> **Work request**
Copy out, word for word, the lines from the start of the data below through the line containing "written like (1288,378).", and no others.

> **Given records**

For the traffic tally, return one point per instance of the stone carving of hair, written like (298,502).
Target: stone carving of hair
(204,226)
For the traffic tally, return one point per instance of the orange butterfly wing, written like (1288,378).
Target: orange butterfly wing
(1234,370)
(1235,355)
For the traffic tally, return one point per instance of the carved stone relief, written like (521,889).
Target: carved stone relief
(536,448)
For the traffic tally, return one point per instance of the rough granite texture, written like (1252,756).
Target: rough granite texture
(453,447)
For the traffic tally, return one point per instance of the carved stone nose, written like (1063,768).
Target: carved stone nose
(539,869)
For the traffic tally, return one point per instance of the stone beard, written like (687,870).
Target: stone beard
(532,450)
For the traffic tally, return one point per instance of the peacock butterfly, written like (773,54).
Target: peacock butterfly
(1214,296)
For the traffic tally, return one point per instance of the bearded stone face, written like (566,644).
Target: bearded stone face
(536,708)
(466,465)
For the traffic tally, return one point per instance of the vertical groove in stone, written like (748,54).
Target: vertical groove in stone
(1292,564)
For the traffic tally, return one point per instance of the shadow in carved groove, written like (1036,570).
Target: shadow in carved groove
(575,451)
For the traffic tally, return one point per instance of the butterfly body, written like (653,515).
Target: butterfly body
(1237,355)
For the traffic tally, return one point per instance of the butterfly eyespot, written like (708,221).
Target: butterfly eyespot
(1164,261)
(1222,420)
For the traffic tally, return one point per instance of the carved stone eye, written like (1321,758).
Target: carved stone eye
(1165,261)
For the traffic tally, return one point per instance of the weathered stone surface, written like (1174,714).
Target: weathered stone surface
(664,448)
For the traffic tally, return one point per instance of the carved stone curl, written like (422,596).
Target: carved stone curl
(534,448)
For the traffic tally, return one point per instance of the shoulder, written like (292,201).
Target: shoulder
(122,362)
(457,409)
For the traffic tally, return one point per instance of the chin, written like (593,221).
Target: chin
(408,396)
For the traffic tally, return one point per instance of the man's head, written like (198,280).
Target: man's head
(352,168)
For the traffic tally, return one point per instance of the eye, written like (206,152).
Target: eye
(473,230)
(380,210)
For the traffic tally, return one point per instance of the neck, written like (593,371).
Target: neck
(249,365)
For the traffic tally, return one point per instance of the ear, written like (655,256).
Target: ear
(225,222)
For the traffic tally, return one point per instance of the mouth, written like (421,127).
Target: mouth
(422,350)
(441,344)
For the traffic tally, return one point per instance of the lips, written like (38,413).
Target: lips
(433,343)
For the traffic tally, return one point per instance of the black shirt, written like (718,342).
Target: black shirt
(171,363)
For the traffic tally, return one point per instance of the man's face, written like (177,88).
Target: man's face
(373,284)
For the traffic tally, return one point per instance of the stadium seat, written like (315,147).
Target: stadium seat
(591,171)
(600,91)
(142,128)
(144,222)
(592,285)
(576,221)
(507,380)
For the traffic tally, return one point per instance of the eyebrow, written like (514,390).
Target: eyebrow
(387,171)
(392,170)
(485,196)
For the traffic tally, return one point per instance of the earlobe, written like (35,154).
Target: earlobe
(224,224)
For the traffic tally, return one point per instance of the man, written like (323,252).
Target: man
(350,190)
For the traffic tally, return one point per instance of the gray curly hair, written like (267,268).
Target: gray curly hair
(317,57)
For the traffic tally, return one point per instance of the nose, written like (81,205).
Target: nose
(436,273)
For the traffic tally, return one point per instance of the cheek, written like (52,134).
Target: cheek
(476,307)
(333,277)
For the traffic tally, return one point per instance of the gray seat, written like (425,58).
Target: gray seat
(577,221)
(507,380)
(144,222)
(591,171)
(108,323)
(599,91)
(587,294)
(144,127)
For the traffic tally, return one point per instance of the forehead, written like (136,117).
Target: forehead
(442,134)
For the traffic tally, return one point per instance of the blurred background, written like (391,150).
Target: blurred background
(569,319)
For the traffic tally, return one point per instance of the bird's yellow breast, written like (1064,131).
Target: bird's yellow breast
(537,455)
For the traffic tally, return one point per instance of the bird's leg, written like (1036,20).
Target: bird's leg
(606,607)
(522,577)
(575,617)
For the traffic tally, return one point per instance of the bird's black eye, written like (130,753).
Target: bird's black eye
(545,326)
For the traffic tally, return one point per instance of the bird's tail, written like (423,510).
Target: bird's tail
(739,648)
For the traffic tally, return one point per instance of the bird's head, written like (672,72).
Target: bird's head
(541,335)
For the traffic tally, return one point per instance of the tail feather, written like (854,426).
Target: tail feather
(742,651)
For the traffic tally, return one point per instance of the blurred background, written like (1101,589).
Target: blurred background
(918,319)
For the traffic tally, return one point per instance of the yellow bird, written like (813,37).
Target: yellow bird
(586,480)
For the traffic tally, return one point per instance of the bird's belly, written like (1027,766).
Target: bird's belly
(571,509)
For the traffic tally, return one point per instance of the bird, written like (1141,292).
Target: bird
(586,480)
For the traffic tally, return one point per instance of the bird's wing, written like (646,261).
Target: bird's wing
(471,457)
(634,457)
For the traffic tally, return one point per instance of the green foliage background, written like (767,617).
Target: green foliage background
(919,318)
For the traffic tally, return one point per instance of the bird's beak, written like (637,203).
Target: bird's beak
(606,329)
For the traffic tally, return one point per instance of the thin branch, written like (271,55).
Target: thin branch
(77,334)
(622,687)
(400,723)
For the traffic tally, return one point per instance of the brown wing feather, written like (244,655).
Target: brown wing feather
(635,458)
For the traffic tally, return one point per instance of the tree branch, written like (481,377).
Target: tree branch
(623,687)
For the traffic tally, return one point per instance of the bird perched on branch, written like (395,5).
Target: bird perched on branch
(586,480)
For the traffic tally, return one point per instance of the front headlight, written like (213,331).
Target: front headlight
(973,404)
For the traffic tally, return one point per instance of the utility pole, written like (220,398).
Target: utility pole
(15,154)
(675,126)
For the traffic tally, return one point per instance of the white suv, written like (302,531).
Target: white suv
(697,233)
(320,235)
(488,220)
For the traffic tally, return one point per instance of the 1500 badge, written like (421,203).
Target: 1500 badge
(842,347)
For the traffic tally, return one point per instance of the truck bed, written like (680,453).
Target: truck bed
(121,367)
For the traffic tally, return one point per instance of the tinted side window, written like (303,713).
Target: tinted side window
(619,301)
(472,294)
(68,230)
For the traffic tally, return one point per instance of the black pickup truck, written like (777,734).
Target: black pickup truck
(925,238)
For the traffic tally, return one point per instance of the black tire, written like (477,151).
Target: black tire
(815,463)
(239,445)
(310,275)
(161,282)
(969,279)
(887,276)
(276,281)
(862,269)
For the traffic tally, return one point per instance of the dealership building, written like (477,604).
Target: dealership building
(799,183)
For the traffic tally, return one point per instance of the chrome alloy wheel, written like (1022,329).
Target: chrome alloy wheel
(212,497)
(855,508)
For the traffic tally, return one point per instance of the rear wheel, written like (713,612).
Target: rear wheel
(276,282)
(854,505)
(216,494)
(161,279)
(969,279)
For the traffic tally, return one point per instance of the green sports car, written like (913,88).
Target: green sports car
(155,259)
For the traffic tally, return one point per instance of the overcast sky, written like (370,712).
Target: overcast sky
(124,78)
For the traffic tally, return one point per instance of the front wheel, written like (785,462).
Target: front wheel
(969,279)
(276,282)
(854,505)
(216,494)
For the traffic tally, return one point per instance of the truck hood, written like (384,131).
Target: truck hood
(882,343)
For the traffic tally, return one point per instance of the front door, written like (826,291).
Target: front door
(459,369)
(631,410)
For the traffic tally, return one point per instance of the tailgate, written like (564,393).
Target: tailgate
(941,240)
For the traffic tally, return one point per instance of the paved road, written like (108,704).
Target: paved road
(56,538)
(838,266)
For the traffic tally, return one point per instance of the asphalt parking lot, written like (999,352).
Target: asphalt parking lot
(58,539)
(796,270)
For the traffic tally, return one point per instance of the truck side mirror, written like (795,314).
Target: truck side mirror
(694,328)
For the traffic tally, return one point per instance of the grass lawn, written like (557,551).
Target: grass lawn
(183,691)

> **Your response**
For the traffic tally, return one point per instance of the stone carving of hair, written like (298,502).
Target: stone carving of hair
(204,226)
For the traffic tally, return one point per instance of the orange butterfly wing, written like (1288,378).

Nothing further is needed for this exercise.